Zu erledigende Aufgaben:
1. Schreib aus dem Textauszug Wort für Wort den Teil zwischen „Eine gute Mutter“ und „einen anstrengenden Job.“ ab, beide eingeschlossen.
2. Wie fühlt sich Eva laut dem Textauszug, wenn ihr Mann im Homeoffice ist?

Textauszug:
* * * * * * *

Eine gute Mutter zu sein ist auch für mich manchmal ein innerer Konfliktstoff, da der Anspruch einerseits eine vertraute Seite von mir ist und andererseits steht er im Widerspruch zu meinem Wunsch nach Freiraum und Selbstverwirklichung, sodass es sich manchmal wie ein Riss in meinem Inneren anfühlt. Meine Patientin Eva erlebt einen solchen inneren Konflikt immer wieder, heute anhand der Verteilung der Räume in ihrem Zuhause.
„Wenn mein Mann im Homeoffice ist, fühle ich mich unfrei, so als würde er mich kontrollieren,“ eröffnet sie heute die Sitzung. Das habe ich schon öfter von Frauen gehört, die Mütter sind, sich um den Haushalt kümmern und berufstätig sind. Eva hat einen anstrengenden Job.

* * * * * * *

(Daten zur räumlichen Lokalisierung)
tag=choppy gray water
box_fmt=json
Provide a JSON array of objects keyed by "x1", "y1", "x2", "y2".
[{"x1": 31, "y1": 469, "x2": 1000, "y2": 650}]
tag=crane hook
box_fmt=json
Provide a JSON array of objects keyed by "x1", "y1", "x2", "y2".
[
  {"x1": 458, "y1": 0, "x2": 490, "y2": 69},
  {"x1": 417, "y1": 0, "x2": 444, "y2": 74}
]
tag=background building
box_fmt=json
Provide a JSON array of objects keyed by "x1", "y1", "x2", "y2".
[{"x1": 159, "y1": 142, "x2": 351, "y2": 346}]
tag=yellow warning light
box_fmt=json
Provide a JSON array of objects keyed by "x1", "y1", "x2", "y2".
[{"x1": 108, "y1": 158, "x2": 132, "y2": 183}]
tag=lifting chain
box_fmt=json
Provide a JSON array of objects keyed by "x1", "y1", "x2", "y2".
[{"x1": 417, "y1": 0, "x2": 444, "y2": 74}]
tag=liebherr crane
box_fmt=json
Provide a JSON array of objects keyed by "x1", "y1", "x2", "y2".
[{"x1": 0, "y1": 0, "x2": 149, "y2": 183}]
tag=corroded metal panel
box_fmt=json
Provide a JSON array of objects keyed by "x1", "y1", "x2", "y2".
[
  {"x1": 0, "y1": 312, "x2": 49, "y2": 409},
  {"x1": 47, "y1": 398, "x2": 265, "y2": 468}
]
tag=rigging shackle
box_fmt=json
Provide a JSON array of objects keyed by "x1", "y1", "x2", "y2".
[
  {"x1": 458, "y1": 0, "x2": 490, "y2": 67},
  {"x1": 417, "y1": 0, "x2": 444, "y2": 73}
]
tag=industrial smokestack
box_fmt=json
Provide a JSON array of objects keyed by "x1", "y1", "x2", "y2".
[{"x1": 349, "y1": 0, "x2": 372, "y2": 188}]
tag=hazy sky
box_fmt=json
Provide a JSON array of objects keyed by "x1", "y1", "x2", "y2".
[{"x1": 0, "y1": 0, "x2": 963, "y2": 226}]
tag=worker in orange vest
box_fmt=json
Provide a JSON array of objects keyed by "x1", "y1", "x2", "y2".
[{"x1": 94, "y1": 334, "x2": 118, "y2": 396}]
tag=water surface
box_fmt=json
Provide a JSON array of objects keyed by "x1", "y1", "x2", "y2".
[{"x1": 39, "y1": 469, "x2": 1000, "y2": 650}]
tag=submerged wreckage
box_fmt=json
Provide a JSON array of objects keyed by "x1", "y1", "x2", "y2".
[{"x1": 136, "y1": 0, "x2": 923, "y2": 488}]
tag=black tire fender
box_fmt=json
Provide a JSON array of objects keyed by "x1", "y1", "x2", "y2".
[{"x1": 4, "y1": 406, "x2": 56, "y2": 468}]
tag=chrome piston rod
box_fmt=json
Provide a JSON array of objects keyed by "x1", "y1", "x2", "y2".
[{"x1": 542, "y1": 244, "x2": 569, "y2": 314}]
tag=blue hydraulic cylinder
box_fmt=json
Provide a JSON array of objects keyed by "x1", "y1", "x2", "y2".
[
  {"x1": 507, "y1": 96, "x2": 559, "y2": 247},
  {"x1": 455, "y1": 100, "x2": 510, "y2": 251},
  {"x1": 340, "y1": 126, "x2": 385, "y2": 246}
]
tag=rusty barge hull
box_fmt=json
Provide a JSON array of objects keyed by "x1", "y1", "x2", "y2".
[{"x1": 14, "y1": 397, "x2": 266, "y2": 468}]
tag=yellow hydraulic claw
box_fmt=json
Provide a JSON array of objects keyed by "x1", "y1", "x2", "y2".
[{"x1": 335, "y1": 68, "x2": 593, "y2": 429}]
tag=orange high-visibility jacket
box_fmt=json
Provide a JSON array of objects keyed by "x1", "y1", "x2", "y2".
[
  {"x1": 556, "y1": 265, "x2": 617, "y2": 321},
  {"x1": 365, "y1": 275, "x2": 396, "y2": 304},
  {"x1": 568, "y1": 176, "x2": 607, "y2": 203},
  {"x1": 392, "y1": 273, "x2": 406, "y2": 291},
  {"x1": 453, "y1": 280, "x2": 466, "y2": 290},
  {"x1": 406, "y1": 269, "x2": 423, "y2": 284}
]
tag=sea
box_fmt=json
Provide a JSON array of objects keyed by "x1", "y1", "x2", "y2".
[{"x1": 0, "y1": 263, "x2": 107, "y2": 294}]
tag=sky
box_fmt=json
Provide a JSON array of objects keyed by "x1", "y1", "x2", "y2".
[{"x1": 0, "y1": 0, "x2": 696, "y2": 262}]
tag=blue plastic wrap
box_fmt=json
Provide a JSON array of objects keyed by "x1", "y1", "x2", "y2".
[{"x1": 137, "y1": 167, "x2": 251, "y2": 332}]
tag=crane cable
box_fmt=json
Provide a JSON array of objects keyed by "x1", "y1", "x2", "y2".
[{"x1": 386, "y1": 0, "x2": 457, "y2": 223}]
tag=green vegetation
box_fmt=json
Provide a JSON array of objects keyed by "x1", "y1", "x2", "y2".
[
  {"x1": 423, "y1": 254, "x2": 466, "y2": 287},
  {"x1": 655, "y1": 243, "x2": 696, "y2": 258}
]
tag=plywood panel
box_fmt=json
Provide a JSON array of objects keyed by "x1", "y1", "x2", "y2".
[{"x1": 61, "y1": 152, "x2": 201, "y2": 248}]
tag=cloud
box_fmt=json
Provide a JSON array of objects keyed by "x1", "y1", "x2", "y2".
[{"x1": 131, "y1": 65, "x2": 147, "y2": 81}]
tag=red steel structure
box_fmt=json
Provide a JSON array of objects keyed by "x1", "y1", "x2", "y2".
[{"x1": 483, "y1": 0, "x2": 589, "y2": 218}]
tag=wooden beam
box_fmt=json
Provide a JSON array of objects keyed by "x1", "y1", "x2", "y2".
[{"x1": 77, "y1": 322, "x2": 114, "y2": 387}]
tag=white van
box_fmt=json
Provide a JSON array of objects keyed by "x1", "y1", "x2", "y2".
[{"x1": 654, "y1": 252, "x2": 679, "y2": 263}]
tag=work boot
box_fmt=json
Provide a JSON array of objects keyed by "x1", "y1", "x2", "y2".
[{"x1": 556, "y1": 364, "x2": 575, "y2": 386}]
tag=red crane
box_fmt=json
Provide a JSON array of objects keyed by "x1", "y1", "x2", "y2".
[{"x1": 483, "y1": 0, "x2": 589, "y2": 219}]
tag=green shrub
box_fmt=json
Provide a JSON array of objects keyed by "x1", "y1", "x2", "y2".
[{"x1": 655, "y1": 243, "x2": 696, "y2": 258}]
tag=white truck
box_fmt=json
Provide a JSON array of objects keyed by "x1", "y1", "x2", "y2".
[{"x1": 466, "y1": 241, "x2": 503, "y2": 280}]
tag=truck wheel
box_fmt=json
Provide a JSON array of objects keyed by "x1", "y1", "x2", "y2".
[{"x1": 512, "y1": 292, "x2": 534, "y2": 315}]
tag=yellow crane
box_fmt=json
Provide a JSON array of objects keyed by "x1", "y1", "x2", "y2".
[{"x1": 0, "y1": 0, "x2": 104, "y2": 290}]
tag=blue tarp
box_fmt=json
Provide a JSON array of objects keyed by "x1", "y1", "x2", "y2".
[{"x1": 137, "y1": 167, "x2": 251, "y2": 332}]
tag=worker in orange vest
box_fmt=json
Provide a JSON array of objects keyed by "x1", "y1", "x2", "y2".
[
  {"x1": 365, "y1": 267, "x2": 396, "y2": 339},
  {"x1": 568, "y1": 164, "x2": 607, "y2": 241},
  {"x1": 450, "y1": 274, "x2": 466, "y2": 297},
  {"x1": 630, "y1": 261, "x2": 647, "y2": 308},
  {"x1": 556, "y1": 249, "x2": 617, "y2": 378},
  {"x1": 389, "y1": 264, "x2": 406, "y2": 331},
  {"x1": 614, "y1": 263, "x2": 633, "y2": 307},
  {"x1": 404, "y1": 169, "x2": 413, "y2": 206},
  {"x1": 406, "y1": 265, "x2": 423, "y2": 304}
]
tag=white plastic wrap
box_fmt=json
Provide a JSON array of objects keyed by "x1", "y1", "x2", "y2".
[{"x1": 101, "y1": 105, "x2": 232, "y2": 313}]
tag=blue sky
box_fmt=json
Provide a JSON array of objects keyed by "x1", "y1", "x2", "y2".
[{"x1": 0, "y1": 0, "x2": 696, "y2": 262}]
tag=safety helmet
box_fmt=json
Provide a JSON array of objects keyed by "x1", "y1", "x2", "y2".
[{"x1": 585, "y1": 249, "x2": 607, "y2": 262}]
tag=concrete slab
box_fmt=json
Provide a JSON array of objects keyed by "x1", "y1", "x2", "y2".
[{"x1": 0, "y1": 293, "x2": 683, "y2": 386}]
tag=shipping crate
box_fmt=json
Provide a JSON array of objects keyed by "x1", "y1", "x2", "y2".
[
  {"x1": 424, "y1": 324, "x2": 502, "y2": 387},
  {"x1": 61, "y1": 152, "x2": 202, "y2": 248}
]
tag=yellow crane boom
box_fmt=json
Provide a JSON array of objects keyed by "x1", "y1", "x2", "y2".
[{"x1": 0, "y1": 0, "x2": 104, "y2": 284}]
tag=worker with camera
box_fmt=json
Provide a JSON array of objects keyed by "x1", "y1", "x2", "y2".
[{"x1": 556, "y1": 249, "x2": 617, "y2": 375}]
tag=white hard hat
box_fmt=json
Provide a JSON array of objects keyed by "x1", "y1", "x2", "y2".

* * * * * * *

Lösungen in Reihenfolge:
1.
Eine gute Mutter zu sein ist auch für mich manchmal ein innerer Konfliktstoff, da der Anspruch einerseits eine vertraute Seite von mir ist und andererseits steht er im Widerspruch zu meinem Wunsch nach Freiraum und Selbstverwirklichung, sodass es sich manchmal wie ein Riss in meinem Inneren anfühlt. Meine Patientin Eva erlebt einen solchen inneren Konflikt immer wieder, heute anhand der Verteilung der Räume in ihrem Zuhause.
„Wenn mein Mann im Homeoffice ist, fühle ich mich unfrei, so als würde er mich kontrollieren,“ eröffnet sie heute die Sitzung. Das habe ich schon öfter von Frauen gehört, die Mütter sind, sich um den Haushalt kümmern und berufstätig sind. Eva hat einen anstrengenden Job.

2. Sie fühlt sich unfrei, so als würde er sie kontrollieren.